▶ [Instructions to follow] Reproduce the lines below verbatim, omitting the pictures.

▶ [Extracted entries]
>>>>>

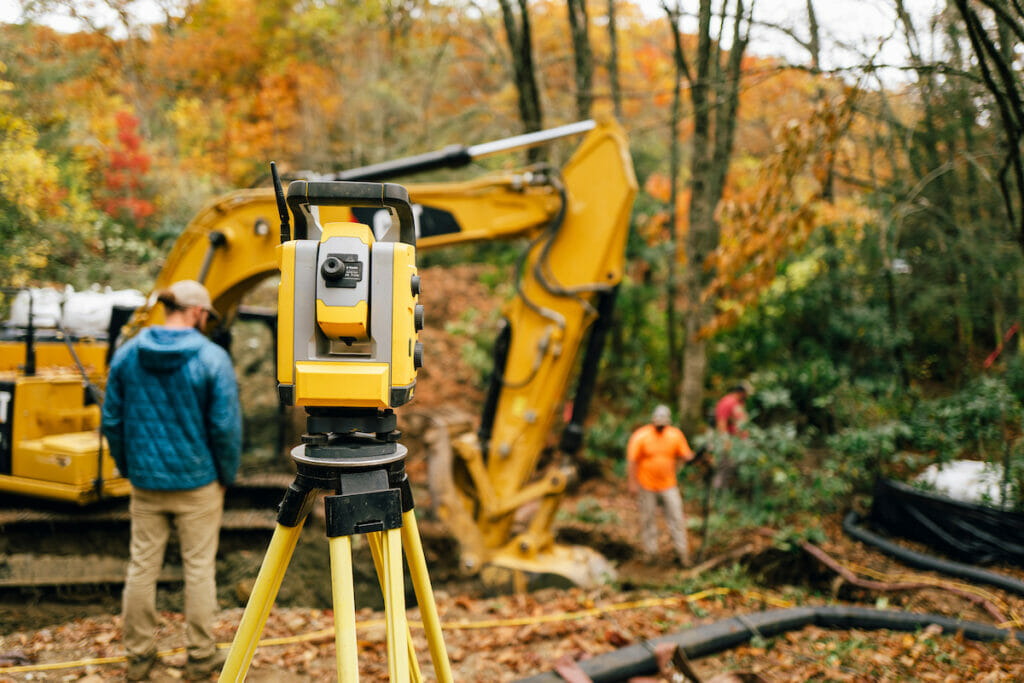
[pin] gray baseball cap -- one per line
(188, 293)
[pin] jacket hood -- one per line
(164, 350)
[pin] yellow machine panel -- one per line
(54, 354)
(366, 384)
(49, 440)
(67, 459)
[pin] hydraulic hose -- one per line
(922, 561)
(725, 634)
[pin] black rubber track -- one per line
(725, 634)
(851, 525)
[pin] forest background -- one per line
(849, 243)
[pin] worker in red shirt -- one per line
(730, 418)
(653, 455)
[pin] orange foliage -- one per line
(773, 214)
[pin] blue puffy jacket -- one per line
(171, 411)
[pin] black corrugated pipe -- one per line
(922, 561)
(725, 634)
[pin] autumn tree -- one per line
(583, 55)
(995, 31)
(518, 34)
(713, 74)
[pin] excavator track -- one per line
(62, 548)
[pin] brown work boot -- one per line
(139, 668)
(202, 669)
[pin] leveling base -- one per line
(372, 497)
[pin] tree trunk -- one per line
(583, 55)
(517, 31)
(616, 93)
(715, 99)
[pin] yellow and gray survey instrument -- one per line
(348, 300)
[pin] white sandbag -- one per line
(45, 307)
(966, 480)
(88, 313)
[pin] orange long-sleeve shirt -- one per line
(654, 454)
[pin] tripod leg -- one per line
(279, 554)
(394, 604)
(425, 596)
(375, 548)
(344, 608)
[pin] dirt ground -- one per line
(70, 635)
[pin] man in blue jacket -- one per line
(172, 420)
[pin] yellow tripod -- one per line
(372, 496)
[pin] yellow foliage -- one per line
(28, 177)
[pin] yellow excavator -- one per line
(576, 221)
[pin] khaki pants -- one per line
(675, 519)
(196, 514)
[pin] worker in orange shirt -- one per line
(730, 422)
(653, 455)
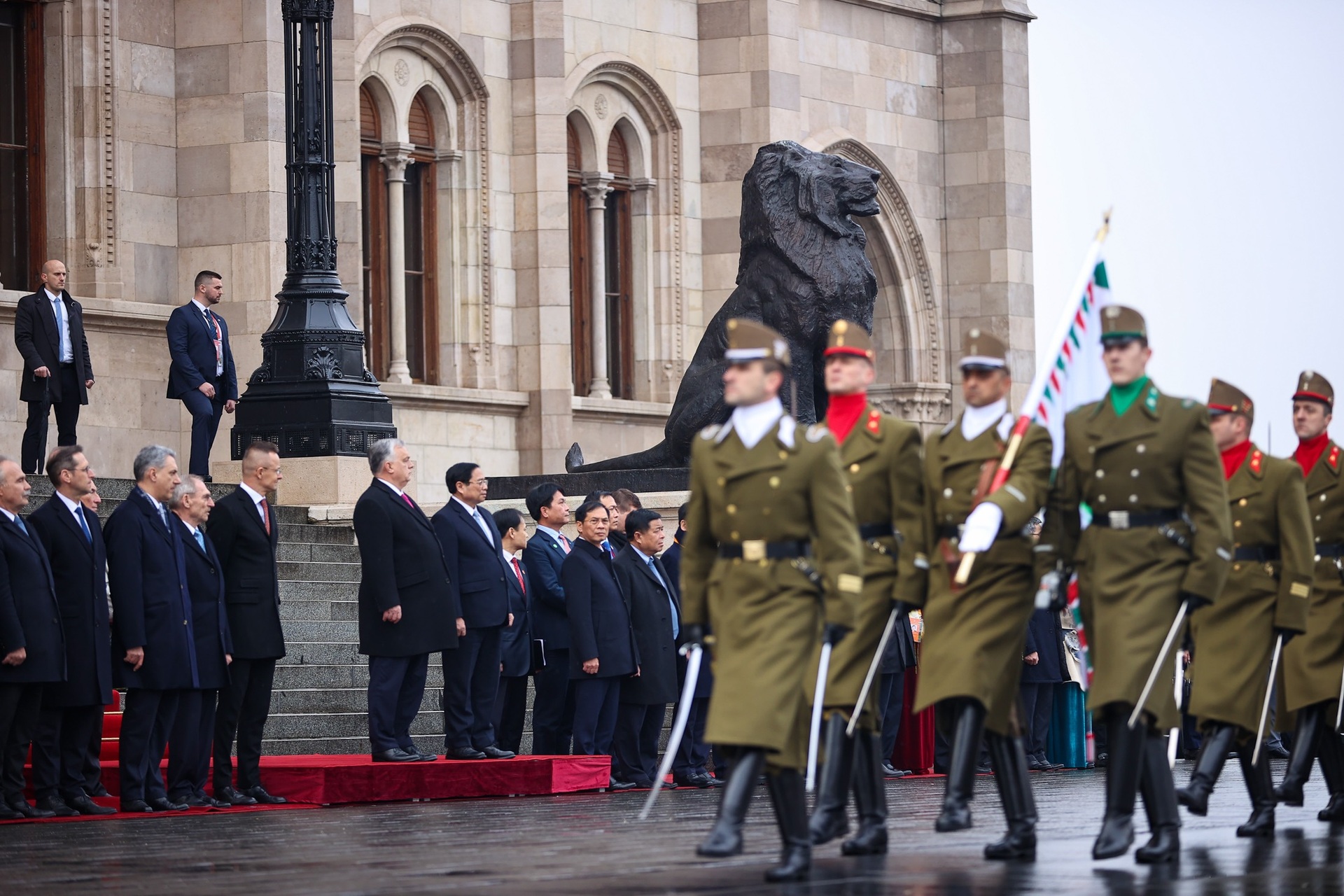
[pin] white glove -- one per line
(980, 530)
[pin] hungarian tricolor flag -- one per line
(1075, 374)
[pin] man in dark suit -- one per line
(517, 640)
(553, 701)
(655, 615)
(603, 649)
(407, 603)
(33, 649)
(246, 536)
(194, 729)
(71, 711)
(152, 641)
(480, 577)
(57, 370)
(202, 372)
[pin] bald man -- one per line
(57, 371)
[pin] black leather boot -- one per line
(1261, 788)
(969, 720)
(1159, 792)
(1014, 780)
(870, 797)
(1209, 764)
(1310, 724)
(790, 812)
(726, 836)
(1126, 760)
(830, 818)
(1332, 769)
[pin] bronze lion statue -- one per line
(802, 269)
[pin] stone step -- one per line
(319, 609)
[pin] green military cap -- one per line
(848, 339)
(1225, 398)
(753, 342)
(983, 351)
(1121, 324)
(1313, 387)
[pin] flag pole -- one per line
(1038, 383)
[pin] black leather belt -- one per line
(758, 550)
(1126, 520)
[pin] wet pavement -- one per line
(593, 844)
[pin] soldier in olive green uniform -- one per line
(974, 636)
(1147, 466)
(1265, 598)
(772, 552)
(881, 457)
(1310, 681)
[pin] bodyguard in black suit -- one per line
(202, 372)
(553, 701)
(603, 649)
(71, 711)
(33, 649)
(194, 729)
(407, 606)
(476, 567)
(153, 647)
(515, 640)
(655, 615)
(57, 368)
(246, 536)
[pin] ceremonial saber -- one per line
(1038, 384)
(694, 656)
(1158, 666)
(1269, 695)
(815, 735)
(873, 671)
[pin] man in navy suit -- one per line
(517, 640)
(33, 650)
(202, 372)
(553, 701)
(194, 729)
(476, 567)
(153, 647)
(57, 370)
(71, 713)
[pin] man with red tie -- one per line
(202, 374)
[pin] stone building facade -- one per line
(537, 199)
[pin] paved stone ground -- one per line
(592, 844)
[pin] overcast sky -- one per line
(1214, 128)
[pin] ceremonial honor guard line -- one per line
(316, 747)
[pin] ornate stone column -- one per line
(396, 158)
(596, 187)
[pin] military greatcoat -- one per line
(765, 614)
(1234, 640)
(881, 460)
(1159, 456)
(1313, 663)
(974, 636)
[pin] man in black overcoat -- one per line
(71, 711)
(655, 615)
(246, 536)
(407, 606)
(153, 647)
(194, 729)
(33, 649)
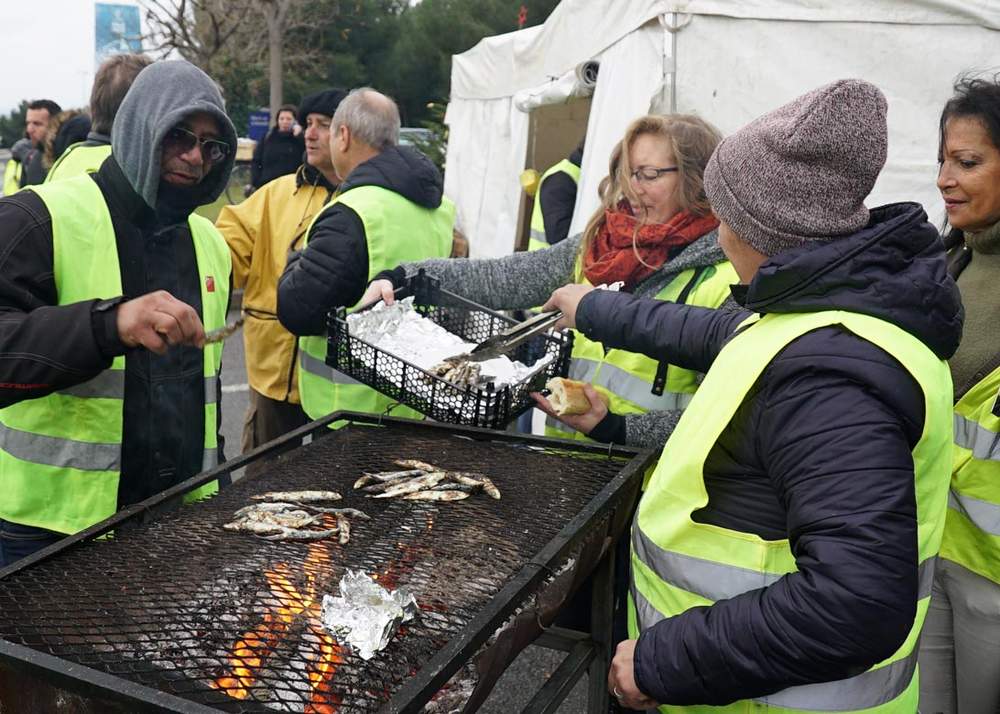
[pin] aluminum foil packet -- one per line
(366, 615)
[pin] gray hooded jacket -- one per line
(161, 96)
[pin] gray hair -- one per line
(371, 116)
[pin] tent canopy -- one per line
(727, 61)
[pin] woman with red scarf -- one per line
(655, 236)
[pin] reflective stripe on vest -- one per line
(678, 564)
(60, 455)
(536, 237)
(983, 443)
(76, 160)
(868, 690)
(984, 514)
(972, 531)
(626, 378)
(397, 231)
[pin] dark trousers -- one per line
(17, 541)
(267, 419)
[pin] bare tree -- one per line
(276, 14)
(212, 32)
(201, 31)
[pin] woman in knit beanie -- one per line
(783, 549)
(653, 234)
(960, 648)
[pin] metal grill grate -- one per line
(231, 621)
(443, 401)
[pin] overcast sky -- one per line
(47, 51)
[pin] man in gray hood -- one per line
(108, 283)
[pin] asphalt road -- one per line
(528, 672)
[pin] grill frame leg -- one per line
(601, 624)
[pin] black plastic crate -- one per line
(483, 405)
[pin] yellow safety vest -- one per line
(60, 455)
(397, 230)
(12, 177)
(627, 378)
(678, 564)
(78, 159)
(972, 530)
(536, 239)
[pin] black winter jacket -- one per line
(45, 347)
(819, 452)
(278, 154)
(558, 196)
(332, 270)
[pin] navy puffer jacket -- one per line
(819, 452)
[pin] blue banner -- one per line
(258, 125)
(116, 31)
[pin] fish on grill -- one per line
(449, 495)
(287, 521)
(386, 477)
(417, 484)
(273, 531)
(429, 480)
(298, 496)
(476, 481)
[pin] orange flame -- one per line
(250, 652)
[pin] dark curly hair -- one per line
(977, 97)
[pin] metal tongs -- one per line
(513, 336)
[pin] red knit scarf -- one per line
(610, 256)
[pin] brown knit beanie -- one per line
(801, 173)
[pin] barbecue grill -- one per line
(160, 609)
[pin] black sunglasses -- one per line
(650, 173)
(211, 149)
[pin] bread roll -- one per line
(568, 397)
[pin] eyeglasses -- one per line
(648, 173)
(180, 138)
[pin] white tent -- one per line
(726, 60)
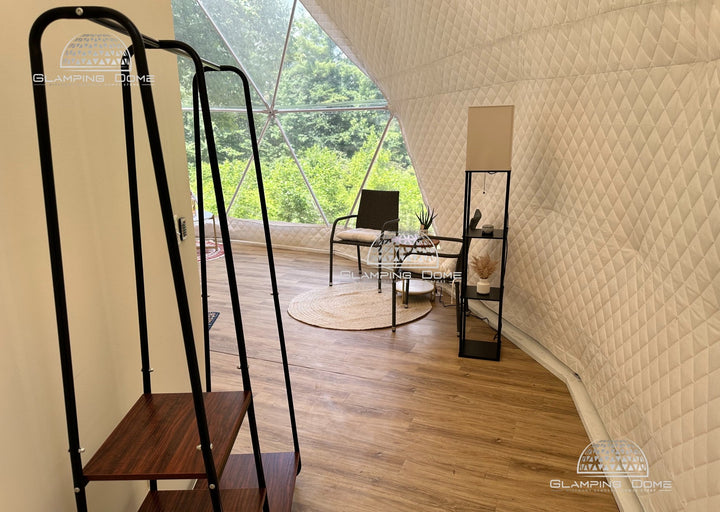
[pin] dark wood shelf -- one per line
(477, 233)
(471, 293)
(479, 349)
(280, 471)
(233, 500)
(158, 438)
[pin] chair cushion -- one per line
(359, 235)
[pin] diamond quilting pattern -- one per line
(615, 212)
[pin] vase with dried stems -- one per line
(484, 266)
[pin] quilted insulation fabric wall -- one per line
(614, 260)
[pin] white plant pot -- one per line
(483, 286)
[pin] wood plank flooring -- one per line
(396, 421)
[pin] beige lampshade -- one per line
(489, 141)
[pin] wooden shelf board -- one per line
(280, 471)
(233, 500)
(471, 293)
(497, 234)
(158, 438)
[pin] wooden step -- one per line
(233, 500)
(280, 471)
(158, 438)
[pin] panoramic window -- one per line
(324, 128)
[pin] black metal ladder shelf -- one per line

<<<<<

▶ [Task output]
[pin] gray baseball cap -- one per line
(188, 293)
[pin] jacket hood -- one per line
(164, 350)
[pin] yellow machine panel -- one per line
(54, 354)
(366, 384)
(49, 440)
(67, 459)
[pin] hydraulic hose -- one per line
(922, 561)
(725, 634)
[pin] black rubber track -- one per line
(725, 634)
(851, 525)
[pin] forest background -- one per line
(849, 243)
[pin] worker in red shirt -- one per line
(730, 418)
(653, 455)
[pin] orange foliage -- one per line
(773, 214)
[pin] blue puffy jacket -- one per line
(171, 411)
[pin] black corrugated pipe -- one per line
(922, 561)
(725, 634)
[pin] autumn tree -- one per line
(583, 55)
(995, 31)
(518, 34)
(713, 74)
[pin] excavator track -- one per line
(62, 548)
[pin] brown work boot -- one per line
(139, 668)
(202, 669)
[pin] leveling base -- one per line
(372, 497)
[pin] tree trunk -- one per line
(583, 55)
(517, 31)
(616, 93)
(715, 99)
[pin] yellow and gray survey instrument -- one per line
(348, 300)
[pin] white sandbag -- one per line
(45, 307)
(966, 480)
(88, 313)
[pin] orange long-sleeve shirt -- one per line
(654, 454)
[pin] tripod leg -- one per line
(279, 554)
(394, 604)
(425, 596)
(375, 548)
(344, 608)
[pin] dirt ground -- one per line
(70, 635)
[pin] man in blue jacket -- one per line
(172, 420)
[pin] yellow tripod -- one per line
(372, 496)
[pin] yellow foliage -- one per line
(28, 177)
[pin] yellow excavator -- one per line
(576, 221)
[pin] khaki pants -- one per line
(675, 519)
(196, 514)
[pin] worker in orange shirt -- one per line
(730, 422)
(653, 455)
[pin] white glove -- one per line
(980, 530)
[pin] hungarian tricolor flag -- one per line
(1075, 374)
[pin] man in dark suit -- one per line
(517, 640)
(553, 701)
(655, 615)
(603, 649)
(407, 603)
(33, 649)
(246, 536)
(194, 729)
(71, 711)
(152, 641)
(480, 577)
(57, 370)
(202, 372)
[pin] bald man -- one per line
(57, 371)
[pin] black leather boot -- one per line
(1261, 788)
(969, 720)
(1159, 792)
(1014, 780)
(870, 797)
(1209, 764)
(1310, 724)
(790, 812)
(726, 836)
(1126, 760)
(830, 818)
(1332, 769)
[pin] bronze lion statue -- one per line
(802, 269)
[pin] stone step -- one per line
(319, 609)
[pin] green military cap -- one per line
(848, 339)
(1225, 398)
(753, 342)
(983, 351)
(1121, 324)
(1313, 387)
[pin] flag pole -- one per line
(1038, 383)
[pin] black leather belt -- one per line
(758, 550)
(1126, 520)
[pin] wet pavement -- one per line
(593, 844)
[pin] soldier in olive green uniform -- one per line
(974, 636)
(1147, 466)
(1265, 598)
(772, 552)
(881, 457)
(1310, 681)
[pin] bodyguard in black suit -- one per line
(202, 372)
(553, 701)
(603, 649)
(71, 711)
(33, 649)
(194, 729)
(407, 606)
(476, 567)
(153, 647)
(515, 640)
(655, 615)
(57, 368)
(246, 536)
[pin] ceremonial saber -- one per line
(1038, 384)
(694, 656)
(1158, 666)
(1269, 695)
(815, 735)
(873, 671)
[pin] man in navy suit -- one per line
(517, 640)
(33, 650)
(202, 372)
(553, 701)
(194, 729)
(476, 567)
(153, 647)
(57, 370)
(71, 713)
[pin] man with red tie -- one per line
(202, 374)
[pin] stone building facade -- one per line
(537, 199)
[pin] paved stone ground -- one per line
(592, 844)
[pin] overcast sky -- one per line
(1214, 128)
[pin] ceremonial honor guard line -- one per line
(316, 747)
[pin] ornate stone column -- one per line
(396, 158)
(596, 187)
[pin] military greatcoat -- one per line
(765, 614)
(1234, 640)
(881, 460)
(1159, 456)
(1313, 663)
(974, 636)
[pin] man in black overcoat -- one per line
(71, 711)
(655, 615)
(246, 536)
(407, 606)
(153, 647)
(194, 729)
(33, 649)
[pin] aluminum foil packet -- one per line
(366, 615)
[pin] gray hooded jacket -- one per line
(161, 96)
[pin] gray hair -- one per line
(371, 116)
[pin] tent canopy -- one per line
(727, 61)
[pin] woman with red scarf -- one per line
(655, 236)
[pin] reflective stripe on vest -- one per line
(678, 564)
(60, 455)
(536, 237)
(983, 443)
(76, 160)
(868, 690)
(984, 514)
(972, 531)
(626, 378)
(397, 231)
[pin] dark trousers -- one per line
(17, 541)
(267, 419)
[pin] bare tree -- one per line
(276, 14)
(212, 32)
(201, 31)
[pin] woman in knit beanie -- one per line
(783, 549)
(653, 234)
(960, 648)
[pin] metal grill grate -- one per line
(231, 621)
(443, 401)
[pin] overcast sky -- one per line
(47, 51)
[pin] man in gray hood -- one per line
(108, 283)
[pin] asphalt road -- one per line
(528, 672)
[pin] grill frame leg -- one per line
(601, 624)
[pin] black plastic crate -- one per line
(483, 405)
[pin] yellow safety vest -- one per line
(60, 455)
(397, 230)
(12, 177)
(627, 378)
(678, 564)
(78, 159)
(972, 530)
(536, 239)
[pin] black winter jacket -- one per line
(45, 347)
(819, 452)
(278, 154)
(558, 196)
(332, 270)
[pin] navy puffer jacket -- one per line
(819, 452)
[pin] blue banner -- one per line
(258, 125)
(116, 31)
[pin] fish on grill -- one per line
(449, 495)
(287, 521)
(386, 477)
(417, 484)
(273, 531)
(429, 480)
(298, 496)
(476, 481)
[pin] orange flame -- one per line
(250, 652)
[pin] dark curly hair -- one per line
(977, 97)
[pin] metal tongs -- one per line
(513, 336)
[pin] red knit scarf -- one per line
(610, 256)
[pin] brown knit beanie -- one per line
(801, 173)
[pin] barbecue grill -- one per line
(160, 609)
[pin] black sunglasses -- one per line
(650, 173)
(211, 149)
[pin] bread roll -- one per line
(568, 397)
[pin] eyeglasses -- one per line
(648, 173)
(180, 138)
[pin] white tent -- one per line
(726, 60)
[pin] dark wood shelf -- one per line
(477, 233)
(471, 293)
(479, 349)
(280, 471)
(233, 500)
(158, 438)
[pin] chair cushion -- one per line
(359, 235)
[pin] diamond quilting pattern -- one per line
(615, 212)
[pin] vase with dried stems -- one per line
(484, 266)
[pin] quilted insulation fabric wall -- one per line
(614, 260)
[pin] white plant pot -- one per line
(483, 286)
[pin] wood plank flooring -- one per line
(396, 421)
[pin] beige lampshade -- one per line
(489, 141)
[pin] wooden shelf board -- one per line
(280, 471)
(233, 500)
(471, 293)
(497, 234)
(158, 438)
[pin] wooden step -- one per line
(233, 500)
(280, 471)
(158, 438)
[pin] panoramic window -- one per line
(324, 128)
[pin] black metal ladder shelf -- one per line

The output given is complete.